- Task to complete
Take the line with "of the wooden" and the rest of the lines after it, to the end of the entries, and restate them exactly.

- Data for the task
──────────
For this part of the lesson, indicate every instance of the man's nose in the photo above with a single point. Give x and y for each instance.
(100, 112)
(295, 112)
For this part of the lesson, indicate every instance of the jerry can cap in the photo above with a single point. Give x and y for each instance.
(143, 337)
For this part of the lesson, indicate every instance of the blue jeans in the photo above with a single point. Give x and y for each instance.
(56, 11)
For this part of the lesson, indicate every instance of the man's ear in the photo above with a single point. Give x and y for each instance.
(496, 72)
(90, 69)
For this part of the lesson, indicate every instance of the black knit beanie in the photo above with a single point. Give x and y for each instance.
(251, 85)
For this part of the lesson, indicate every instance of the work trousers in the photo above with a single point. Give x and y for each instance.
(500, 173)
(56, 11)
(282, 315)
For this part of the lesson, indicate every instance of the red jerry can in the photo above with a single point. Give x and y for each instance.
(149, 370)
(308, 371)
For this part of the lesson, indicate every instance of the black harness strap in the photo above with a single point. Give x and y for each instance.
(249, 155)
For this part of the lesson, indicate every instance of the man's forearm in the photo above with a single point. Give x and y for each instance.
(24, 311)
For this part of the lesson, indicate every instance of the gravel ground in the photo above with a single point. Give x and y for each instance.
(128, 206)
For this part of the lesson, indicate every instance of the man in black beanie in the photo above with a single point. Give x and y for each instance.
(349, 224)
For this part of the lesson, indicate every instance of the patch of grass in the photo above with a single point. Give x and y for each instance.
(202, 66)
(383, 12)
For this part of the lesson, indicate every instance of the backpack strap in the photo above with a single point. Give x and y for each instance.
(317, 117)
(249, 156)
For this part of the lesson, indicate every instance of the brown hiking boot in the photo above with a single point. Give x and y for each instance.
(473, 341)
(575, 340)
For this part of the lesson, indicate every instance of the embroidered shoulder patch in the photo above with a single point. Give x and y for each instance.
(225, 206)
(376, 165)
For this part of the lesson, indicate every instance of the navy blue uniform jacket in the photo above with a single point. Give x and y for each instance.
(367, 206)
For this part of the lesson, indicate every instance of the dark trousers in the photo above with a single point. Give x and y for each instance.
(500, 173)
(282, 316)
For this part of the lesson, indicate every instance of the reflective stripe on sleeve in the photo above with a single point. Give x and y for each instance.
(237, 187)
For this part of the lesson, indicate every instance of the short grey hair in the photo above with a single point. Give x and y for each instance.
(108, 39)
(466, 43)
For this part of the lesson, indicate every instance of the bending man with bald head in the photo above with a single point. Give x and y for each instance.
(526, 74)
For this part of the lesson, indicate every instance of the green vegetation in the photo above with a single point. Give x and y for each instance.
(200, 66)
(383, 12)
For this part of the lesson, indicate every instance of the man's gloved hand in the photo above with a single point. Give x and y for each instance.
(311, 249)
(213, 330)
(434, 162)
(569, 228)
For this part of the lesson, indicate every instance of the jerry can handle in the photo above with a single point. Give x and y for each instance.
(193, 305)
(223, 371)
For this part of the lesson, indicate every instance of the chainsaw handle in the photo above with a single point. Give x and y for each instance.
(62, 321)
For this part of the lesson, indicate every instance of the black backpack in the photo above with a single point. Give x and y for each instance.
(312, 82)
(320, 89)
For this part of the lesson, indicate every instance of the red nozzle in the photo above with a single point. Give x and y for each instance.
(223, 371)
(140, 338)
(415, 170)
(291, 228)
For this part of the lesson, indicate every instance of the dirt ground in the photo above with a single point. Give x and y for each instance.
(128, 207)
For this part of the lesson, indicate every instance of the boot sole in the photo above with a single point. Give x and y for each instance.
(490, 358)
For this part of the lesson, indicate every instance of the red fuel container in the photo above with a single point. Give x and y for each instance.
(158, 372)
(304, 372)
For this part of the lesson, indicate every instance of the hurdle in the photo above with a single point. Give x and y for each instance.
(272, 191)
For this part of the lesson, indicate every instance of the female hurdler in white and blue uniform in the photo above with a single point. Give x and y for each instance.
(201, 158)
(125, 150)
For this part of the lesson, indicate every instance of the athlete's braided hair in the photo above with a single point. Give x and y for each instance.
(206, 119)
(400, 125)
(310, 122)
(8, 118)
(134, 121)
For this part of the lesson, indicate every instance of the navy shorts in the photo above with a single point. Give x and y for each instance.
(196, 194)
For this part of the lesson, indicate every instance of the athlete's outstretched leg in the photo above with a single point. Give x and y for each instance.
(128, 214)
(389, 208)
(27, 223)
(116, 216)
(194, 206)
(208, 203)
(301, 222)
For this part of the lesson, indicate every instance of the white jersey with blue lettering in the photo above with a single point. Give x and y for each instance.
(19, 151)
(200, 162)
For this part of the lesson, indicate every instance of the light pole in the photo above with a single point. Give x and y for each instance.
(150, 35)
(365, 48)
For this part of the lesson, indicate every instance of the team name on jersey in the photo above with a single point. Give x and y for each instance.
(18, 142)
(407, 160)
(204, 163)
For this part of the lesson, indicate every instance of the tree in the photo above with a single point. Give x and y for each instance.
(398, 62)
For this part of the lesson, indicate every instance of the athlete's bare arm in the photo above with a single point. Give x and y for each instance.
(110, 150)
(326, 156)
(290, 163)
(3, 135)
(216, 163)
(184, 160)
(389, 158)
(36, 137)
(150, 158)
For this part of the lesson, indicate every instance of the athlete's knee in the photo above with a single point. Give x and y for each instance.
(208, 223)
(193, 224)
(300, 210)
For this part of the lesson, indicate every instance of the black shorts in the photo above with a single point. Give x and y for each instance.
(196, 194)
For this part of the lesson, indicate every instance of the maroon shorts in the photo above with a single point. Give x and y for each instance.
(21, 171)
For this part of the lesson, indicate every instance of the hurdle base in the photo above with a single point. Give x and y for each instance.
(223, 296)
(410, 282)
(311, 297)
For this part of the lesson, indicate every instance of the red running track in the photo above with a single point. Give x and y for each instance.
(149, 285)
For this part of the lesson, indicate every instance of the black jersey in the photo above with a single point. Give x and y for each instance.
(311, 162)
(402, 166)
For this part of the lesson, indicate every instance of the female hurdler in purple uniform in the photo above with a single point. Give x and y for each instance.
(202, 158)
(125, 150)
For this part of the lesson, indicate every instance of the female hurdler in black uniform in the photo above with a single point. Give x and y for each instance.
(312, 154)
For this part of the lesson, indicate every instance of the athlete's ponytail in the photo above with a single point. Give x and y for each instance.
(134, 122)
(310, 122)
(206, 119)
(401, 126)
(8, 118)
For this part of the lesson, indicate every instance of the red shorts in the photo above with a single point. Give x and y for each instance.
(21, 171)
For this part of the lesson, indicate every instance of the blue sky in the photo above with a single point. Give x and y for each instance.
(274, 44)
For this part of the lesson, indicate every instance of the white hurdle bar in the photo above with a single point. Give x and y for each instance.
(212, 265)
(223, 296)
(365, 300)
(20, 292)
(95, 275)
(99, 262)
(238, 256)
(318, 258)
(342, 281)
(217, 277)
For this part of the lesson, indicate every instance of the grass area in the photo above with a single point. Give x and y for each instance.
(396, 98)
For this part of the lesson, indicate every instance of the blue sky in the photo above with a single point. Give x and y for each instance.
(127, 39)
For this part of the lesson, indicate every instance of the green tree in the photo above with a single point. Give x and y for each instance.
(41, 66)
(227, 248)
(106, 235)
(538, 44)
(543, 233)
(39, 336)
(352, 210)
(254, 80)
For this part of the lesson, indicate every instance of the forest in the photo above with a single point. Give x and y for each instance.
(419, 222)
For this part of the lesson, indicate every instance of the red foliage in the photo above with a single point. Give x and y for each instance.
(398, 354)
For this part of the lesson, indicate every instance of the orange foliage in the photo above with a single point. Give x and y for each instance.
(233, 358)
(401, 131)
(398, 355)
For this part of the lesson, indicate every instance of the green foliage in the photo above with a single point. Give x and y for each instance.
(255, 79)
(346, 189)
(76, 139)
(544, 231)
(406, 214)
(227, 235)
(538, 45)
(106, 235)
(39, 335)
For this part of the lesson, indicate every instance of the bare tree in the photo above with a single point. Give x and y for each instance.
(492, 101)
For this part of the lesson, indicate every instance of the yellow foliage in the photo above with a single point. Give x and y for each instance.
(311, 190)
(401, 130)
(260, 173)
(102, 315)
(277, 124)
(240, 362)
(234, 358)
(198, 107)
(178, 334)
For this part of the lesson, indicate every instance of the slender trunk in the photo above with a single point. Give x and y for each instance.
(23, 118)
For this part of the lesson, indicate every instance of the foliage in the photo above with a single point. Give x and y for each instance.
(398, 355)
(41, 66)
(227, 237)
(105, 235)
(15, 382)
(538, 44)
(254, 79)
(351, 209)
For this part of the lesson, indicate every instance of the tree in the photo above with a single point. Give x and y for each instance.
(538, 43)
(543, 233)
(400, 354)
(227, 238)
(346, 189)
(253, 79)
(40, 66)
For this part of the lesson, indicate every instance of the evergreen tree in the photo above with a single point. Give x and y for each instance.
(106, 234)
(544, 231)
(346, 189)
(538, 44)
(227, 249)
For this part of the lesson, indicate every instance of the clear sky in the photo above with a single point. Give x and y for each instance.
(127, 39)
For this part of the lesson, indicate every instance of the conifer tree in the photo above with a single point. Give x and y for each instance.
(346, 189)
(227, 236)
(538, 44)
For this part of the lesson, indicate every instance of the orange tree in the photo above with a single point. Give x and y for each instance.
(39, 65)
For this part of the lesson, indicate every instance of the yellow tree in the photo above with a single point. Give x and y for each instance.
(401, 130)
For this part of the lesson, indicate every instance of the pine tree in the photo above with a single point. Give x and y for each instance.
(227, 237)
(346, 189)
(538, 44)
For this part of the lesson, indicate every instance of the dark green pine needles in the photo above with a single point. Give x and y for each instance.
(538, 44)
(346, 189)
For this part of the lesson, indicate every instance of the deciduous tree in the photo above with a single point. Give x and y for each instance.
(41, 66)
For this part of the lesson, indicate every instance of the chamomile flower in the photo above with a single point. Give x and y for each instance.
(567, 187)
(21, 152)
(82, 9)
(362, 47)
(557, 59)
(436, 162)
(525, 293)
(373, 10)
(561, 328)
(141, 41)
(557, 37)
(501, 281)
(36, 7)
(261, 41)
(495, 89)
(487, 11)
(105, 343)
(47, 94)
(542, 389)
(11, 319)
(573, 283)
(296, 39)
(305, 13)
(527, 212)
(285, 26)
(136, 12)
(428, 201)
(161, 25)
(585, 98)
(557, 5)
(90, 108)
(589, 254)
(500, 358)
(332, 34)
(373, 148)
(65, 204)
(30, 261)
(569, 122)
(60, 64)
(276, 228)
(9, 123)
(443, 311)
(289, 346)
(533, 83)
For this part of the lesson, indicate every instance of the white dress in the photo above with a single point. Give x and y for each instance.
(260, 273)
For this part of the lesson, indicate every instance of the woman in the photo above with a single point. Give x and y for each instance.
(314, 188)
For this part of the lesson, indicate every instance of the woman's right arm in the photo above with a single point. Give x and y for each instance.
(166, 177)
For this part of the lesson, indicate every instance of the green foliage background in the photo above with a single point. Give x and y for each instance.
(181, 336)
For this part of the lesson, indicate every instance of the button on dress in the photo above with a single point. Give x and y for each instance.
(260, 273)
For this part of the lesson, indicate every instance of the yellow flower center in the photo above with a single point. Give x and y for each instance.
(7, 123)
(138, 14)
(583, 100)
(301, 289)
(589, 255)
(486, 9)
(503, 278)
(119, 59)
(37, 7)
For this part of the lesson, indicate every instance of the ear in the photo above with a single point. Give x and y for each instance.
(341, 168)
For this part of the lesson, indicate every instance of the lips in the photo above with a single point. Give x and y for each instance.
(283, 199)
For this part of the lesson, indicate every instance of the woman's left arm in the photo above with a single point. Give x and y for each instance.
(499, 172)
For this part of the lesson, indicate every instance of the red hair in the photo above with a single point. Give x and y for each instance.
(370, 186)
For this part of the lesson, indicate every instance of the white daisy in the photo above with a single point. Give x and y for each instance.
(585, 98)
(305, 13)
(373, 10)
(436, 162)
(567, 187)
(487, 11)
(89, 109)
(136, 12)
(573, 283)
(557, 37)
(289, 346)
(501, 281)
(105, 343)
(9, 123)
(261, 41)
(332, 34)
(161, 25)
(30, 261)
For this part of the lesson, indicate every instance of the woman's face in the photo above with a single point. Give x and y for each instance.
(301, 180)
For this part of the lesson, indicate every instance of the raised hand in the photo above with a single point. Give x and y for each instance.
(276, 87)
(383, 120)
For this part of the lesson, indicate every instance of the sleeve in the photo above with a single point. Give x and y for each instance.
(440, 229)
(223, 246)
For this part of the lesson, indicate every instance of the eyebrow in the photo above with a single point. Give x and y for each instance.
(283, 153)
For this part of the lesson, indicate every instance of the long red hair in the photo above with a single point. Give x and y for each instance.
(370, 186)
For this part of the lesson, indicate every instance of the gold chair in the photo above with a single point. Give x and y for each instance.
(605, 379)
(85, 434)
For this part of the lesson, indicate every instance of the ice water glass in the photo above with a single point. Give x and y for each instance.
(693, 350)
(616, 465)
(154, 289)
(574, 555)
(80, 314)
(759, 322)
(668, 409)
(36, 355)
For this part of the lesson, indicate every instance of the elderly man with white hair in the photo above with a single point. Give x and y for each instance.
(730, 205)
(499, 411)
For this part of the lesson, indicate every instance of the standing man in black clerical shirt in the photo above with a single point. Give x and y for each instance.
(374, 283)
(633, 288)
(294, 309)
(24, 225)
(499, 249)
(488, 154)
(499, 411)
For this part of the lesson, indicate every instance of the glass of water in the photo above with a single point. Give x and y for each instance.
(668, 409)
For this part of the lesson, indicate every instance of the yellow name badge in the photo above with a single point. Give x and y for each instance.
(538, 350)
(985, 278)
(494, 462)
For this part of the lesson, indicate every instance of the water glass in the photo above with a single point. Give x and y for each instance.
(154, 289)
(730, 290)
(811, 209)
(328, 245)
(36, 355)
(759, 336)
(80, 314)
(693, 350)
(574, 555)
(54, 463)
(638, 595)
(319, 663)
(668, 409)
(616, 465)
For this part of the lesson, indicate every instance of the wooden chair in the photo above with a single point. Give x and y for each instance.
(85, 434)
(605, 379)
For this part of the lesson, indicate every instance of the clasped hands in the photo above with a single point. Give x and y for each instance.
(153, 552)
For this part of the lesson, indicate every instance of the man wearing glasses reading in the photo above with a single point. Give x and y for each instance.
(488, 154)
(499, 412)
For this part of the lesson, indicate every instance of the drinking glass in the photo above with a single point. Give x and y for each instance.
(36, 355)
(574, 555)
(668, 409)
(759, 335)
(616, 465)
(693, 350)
──────────
- Response to this task
For this part of the lesson, indicate every instance of the wooden chair in the photo above with a single point. Give x and y for each instance.
(85, 434)
(605, 379)
For this part of the lesson, indicate every instance of the clasped hands in the photo above with a single point. Give x and y for each instance.
(153, 552)
For this part of the lesson, indicate every instance of the man wearing glasses reading in the photo above with a single point. Give x and y for each instance.
(488, 154)
(499, 412)
For this part of the lesson, indicate every instance of the drinking glass in the photo above with a single point. Give x and y for each instance.
(36, 355)
(574, 555)
(668, 409)
(759, 335)
(616, 465)
(693, 350)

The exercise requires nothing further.